## [Raw records]
• • • • • • •

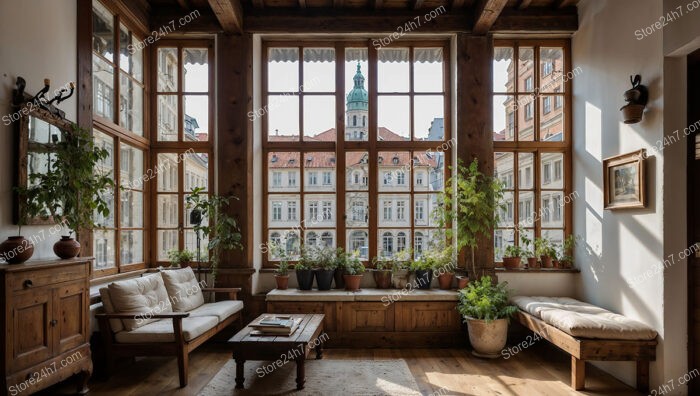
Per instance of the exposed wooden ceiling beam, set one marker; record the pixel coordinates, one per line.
(487, 11)
(229, 13)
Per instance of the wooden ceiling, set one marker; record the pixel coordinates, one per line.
(363, 16)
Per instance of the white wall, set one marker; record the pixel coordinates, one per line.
(37, 41)
(621, 245)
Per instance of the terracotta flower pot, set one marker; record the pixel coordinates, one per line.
(382, 278)
(282, 281)
(445, 280)
(511, 262)
(16, 249)
(352, 282)
(66, 248)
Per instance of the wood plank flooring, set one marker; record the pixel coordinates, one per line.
(538, 370)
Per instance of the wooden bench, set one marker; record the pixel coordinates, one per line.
(583, 349)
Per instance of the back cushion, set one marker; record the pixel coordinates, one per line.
(184, 290)
(146, 295)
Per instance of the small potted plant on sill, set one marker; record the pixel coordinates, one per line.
(382, 272)
(354, 271)
(486, 310)
(180, 258)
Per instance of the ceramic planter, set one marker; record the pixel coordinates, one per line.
(382, 278)
(487, 338)
(16, 249)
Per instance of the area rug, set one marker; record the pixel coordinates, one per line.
(323, 377)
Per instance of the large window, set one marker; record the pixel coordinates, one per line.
(532, 144)
(369, 146)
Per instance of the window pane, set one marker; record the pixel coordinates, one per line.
(283, 118)
(552, 170)
(166, 172)
(196, 64)
(552, 118)
(131, 105)
(503, 69)
(283, 172)
(105, 253)
(394, 170)
(283, 70)
(196, 171)
(167, 118)
(102, 31)
(526, 71)
(167, 69)
(102, 88)
(428, 70)
(196, 121)
(319, 118)
(504, 109)
(357, 99)
(551, 69)
(356, 171)
(357, 209)
(393, 70)
(319, 70)
(393, 118)
(131, 246)
(429, 117)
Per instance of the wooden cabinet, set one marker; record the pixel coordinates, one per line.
(46, 323)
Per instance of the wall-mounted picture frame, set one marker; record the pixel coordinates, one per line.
(624, 181)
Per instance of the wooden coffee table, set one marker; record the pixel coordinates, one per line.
(278, 348)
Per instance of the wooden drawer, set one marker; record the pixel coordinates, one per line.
(27, 280)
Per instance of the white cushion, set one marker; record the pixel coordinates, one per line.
(584, 320)
(162, 330)
(115, 324)
(146, 295)
(184, 290)
(220, 309)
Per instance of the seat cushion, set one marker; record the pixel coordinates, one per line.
(162, 330)
(584, 320)
(220, 309)
(146, 295)
(184, 290)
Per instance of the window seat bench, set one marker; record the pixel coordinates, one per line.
(373, 318)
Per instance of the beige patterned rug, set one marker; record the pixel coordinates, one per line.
(323, 377)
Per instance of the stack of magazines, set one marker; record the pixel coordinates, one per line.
(275, 325)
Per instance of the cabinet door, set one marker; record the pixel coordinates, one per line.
(70, 308)
(30, 341)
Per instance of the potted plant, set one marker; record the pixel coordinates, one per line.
(354, 271)
(472, 210)
(222, 230)
(71, 191)
(325, 267)
(180, 258)
(382, 272)
(303, 269)
(486, 311)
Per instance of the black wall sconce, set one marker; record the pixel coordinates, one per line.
(636, 99)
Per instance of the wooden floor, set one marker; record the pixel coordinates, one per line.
(538, 370)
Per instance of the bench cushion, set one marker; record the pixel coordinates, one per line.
(146, 295)
(220, 309)
(162, 330)
(584, 320)
(184, 290)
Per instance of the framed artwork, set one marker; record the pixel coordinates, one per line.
(624, 182)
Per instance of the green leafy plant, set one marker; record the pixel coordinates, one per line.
(72, 190)
(473, 209)
(483, 300)
(177, 257)
(222, 230)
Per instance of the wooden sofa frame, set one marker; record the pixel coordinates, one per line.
(582, 349)
(179, 347)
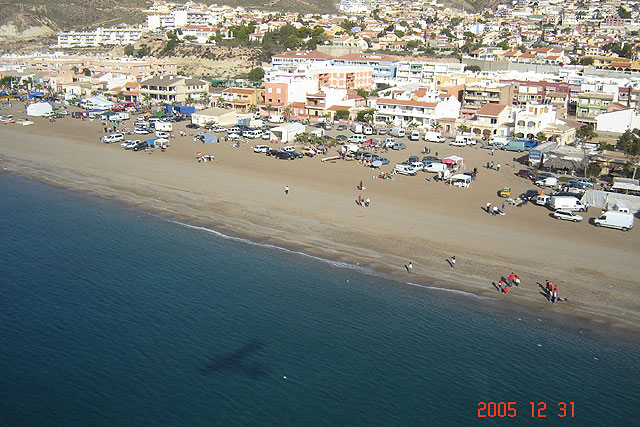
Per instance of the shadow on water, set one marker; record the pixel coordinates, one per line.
(234, 362)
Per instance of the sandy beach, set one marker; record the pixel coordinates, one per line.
(410, 219)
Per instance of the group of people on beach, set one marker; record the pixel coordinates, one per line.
(552, 293)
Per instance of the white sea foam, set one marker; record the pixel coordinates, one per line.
(270, 246)
(454, 291)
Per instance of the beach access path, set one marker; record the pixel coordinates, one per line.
(241, 193)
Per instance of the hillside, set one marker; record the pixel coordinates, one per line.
(30, 18)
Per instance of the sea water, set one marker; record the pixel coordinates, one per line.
(114, 317)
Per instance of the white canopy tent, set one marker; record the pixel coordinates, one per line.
(39, 109)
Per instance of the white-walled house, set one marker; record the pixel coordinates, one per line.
(618, 121)
(403, 112)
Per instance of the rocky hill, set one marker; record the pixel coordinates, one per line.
(25, 19)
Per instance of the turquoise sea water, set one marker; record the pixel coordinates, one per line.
(114, 317)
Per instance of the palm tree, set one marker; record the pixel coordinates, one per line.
(205, 98)
(287, 112)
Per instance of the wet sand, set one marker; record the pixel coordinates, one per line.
(410, 219)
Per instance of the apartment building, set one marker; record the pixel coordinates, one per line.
(242, 98)
(100, 37)
(384, 66)
(403, 112)
(589, 105)
(532, 119)
(425, 72)
(173, 88)
(476, 95)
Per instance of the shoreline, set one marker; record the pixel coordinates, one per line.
(302, 230)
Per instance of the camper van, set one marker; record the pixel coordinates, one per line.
(615, 219)
(357, 139)
(569, 203)
(356, 128)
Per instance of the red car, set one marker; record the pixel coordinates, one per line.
(526, 173)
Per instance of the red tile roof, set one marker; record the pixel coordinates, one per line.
(491, 110)
(407, 102)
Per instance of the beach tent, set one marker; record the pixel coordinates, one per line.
(287, 133)
(606, 199)
(39, 109)
(460, 180)
(454, 160)
(207, 138)
(97, 103)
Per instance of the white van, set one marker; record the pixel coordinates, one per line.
(613, 219)
(569, 203)
(435, 167)
(114, 137)
(357, 139)
(397, 132)
(164, 126)
(434, 137)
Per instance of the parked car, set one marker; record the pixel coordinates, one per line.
(567, 215)
(405, 169)
(529, 195)
(504, 192)
(140, 146)
(581, 181)
(526, 173)
(285, 155)
(114, 137)
(260, 148)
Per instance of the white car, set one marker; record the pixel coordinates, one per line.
(404, 169)
(567, 215)
(260, 148)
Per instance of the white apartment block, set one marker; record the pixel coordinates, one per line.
(401, 112)
(100, 37)
(171, 19)
(425, 72)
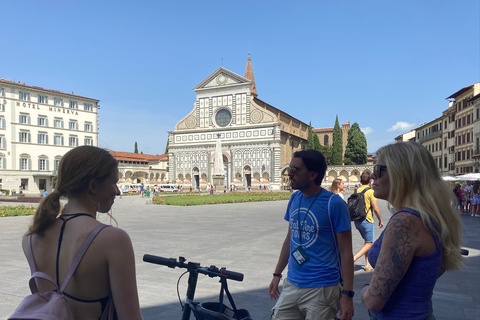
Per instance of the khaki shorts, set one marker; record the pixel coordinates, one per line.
(297, 303)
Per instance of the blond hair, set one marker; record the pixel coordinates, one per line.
(413, 172)
(334, 186)
(77, 167)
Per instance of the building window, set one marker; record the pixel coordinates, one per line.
(24, 95)
(43, 138)
(58, 140)
(58, 102)
(43, 121)
(42, 99)
(73, 125)
(56, 163)
(58, 123)
(24, 183)
(25, 163)
(24, 118)
(73, 141)
(43, 164)
(24, 136)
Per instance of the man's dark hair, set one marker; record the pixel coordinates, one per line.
(365, 178)
(313, 161)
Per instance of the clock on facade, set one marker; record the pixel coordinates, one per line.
(223, 117)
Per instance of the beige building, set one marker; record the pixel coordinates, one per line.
(141, 168)
(325, 135)
(37, 127)
(475, 100)
(464, 126)
(430, 135)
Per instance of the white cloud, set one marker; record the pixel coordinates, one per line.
(401, 126)
(367, 130)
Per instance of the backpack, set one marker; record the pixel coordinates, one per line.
(49, 305)
(356, 205)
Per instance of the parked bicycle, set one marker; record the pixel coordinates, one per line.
(206, 310)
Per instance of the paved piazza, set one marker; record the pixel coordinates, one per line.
(241, 237)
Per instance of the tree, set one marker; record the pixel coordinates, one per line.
(326, 150)
(356, 150)
(337, 145)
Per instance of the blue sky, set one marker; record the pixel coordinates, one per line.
(387, 65)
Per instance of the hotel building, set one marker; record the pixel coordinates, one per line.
(37, 127)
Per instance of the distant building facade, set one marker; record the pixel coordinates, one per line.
(37, 127)
(141, 168)
(325, 135)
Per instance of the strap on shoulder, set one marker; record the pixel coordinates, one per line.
(30, 259)
(80, 254)
(33, 281)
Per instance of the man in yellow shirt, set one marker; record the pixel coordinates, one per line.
(365, 227)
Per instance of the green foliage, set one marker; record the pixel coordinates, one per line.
(237, 197)
(13, 211)
(356, 150)
(337, 145)
(327, 153)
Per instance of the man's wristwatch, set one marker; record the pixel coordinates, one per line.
(348, 293)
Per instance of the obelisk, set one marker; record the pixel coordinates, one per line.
(218, 170)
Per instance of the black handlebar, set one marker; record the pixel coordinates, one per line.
(211, 271)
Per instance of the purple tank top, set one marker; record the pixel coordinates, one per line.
(412, 298)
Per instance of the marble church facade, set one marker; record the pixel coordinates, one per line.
(256, 139)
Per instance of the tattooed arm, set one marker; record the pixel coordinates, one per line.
(400, 242)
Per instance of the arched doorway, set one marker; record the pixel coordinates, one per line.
(247, 173)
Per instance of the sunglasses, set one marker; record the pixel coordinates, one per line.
(293, 170)
(377, 170)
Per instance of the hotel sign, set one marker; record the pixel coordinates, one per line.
(53, 109)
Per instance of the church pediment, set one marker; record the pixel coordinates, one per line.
(222, 78)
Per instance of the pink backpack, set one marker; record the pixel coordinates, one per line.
(50, 305)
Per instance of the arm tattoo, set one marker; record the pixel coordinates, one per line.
(399, 244)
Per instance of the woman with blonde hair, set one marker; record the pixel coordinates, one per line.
(337, 187)
(104, 280)
(422, 239)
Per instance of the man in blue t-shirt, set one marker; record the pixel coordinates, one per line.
(319, 224)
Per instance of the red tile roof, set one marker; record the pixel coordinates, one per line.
(40, 88)
(127, 156)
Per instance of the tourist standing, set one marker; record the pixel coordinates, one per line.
(420, 242)
(319, 225)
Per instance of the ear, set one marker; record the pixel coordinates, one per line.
(92, 186)
(313, 175)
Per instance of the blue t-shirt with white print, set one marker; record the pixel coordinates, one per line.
(321, 270)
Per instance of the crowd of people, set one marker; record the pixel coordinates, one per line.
(419, 243)
(468, 197)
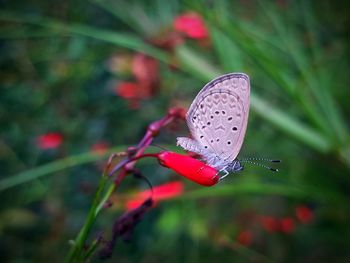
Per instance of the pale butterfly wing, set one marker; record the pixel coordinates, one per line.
(218, 116)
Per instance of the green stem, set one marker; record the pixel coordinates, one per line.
(75, 254)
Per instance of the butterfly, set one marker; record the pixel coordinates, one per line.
(217, 119)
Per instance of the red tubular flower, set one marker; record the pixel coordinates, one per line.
(287, 225)
(190, 168)
(49, 140)
(245, 238)
(304, 214)
(161, 192)
(192, 25)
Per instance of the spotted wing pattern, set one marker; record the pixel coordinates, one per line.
(218, 116)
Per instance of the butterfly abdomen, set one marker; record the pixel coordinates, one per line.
(189, 145)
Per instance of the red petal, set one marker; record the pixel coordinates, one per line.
(190, 168)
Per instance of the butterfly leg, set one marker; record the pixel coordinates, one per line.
(225, 173)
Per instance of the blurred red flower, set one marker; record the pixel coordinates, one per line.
(49, 140)
(192, 25)
(190, 168)
(160, 192)
(100, 147)
(287, 225)
(245, 238)
(269, 223)
(127, 90)
(304, 214)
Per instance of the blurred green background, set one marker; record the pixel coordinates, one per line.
(63, 67)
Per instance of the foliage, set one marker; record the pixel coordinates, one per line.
(62, 67)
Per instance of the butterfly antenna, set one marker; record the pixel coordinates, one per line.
(261, 159)
(259, 164)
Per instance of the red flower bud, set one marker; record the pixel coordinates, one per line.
(190, 168)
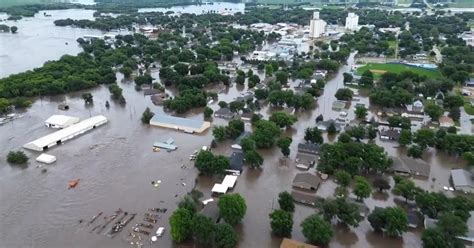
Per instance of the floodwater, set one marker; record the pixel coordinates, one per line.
(115, 165)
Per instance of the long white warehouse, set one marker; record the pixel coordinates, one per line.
(67, 133)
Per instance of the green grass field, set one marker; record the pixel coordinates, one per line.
(379, 69)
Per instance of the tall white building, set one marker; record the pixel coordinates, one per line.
(317, 27)
(352, 22)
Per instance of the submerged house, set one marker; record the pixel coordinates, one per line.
(59, 137)
(306, 181)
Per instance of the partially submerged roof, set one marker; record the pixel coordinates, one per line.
(308, 179)
(62, 135)
(305, 198)
(211, 210)
(415, 167)
(179, 123)
(236, 161)
(309, 148)
(46, 158)
(291, 243)
(461, 178)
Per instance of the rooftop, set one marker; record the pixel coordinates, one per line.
(461, 177)
(291, 243)
(179, 123)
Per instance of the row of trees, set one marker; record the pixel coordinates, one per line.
(186, 223)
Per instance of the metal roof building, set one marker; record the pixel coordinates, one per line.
(178, 123)
(61, 121)
(67, 133)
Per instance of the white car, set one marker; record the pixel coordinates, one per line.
(160, 231)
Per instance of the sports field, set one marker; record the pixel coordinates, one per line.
(379, 69)
(8, 3)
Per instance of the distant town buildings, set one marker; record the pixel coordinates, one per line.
(317, 27)
(352, 22)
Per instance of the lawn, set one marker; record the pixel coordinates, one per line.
(379, 69)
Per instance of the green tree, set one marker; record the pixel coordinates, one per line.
(180, 223)
(415, 151)
(209, 164)
(347, 77)
(405, 187)
(232, 208)
(284, 144)
(424, 137)
(405, 137)
(433, 111)
(283, 119)
(434, 238)
(203, 229)
(332, 129)
(17, 157)
(343, 178)
(313, 135)
(147, 115)
(286, 201)
(361, 112)
(126, 71)
(268, 70)
(88, 98)
(317, 230)
(396, 221)
(208, 112)
(281, 223)
(225, 236)
(219, 133)
(253, 158)
(381, 183)
(265, 133)
(362, 188)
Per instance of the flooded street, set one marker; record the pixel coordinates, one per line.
(115, 162)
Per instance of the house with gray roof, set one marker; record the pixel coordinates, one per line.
(462, 180)
(224, 113)
(306, 181)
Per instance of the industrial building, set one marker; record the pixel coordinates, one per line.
(61, 121)
(317, 27)
(178, 123)
(352, 22)
(65, 134)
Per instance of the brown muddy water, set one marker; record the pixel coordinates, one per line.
(116, 164)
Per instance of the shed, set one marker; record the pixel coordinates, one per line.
(306, 181)
(65, 134)
(291, 243)
(61, 121)
(309, 148)
(219, 188)
(211, 210)
(305, 198)
(224, 113)
(178, 123)
(390, 134)
(229, 181)
(236, 143)
(462, 180)
(236, 160)
(445, 121)
(46, 158)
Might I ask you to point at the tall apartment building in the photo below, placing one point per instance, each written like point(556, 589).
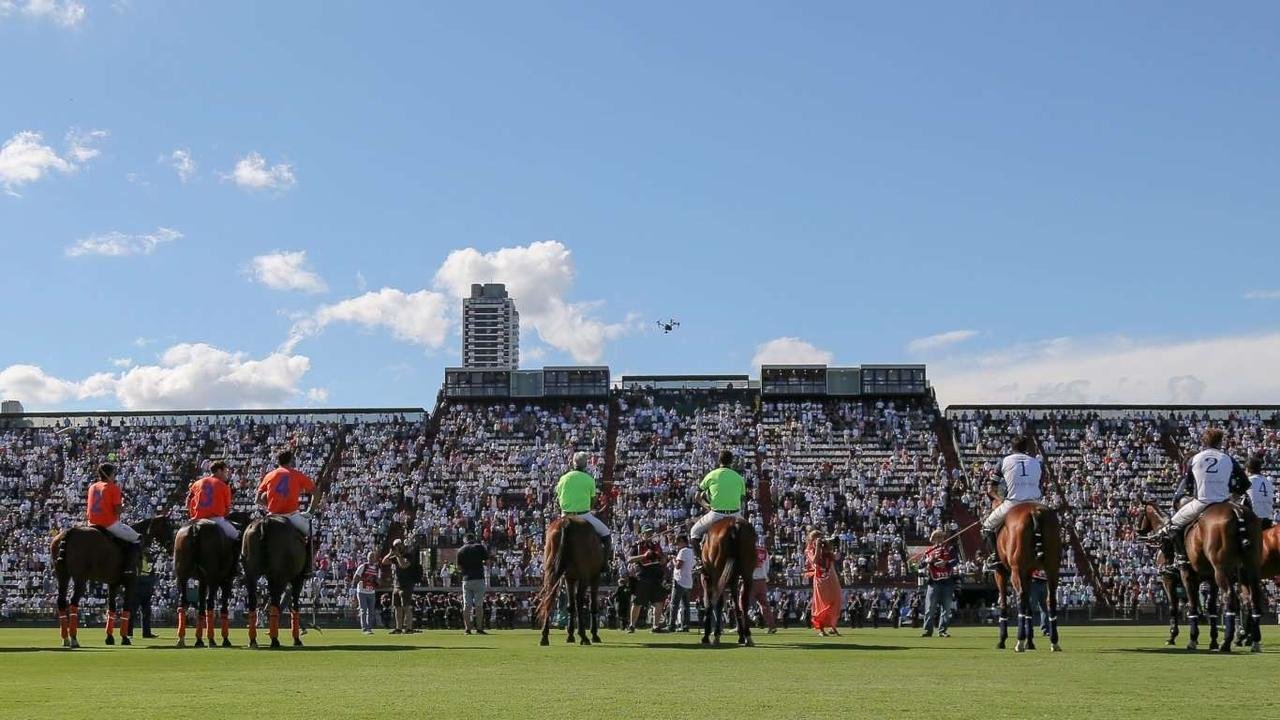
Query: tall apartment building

• • • • • • •

## [OBJECTIVE]
Output exactly the lines from the one containing "Per instance of the metal" through the last line of the records above, both included, and leave out the pictures.

## [ANSWER TO THE TASK]
Per instance of the metal roof building, set one marker; record the pixel coordinates, one per line.
(178, 123)
(61, 121)
(67, 133)
Per instance of the white car, set one marker; record the pixel coordinates, one per line.
(160, 231)
Per instance of the sports field, set one marker; record the pixel coordinates, one per line.
(379, 69)
(8, 3)
Per instance of the distant town buildings, set one marker; record the pixel coordinates, one per line.
(317, 27)
(352, 22)
Per instance of the lawn, set one marker; record the pixel coordinates, one per line.
(379, 69)
Per instance of the green tree, set one marker; record the pixel coordinates, one per line.
(180, 223)
(415, 151)
(209, 164)
(347, 77)
(405, 187)
(232, 208)
(284, 144)
(424, 137)
(405, 137)
(433, 111)
(283, 119)
(434, 238)
(203, 229)
(332, 129)
(17, 157)
(343, 178)
(313, 135)
(147, 115)
(286, 201)
(361, 112)
(126, 71)
(268, 70)
(88, 98)
(317, 230)
(396, 221)
(208, 112)
(281, 223)
(225, 236)
(219, 133)
(253, 158)
(381, 183)
(265, 133)
(362, 188)
Per instance of the flooded street, set one marker; record the pixel coordinates, one per line.
(115, 162)
Per instance of the house with gray roof, set one marker; record the pixel coordinates, one per line.
(462, 180)
(224, 113)
(306, 181)
Per instance of the industrial building, set one marker; record the pixel coordinates, one per line.
(61, 121)
(317, 27)
(178, 123)
(352, 22)
(65, 134)
Per instance of the brown muddy water, set one marker; record the pixel coordinates, one per line.
(116, 164)
Per instance of the shed, set one marker; record the pixel coordinates, one per line.
(306, 181)
(65, 134)
(291, 243)
(61, 121)
(309, 148)
(219, 188)
(211, 210)
(305, 198)
(224, 113)
(178, 123)
(390, 134)
(229, 181)
(236, 143)
(462, 180)
(236, 160)
(445, 121)
(46, 158)
Might I ask you to point at the tall apartment building in the photo below, placing one point per instance, each written like point(556, 589).
Query: tall apartment building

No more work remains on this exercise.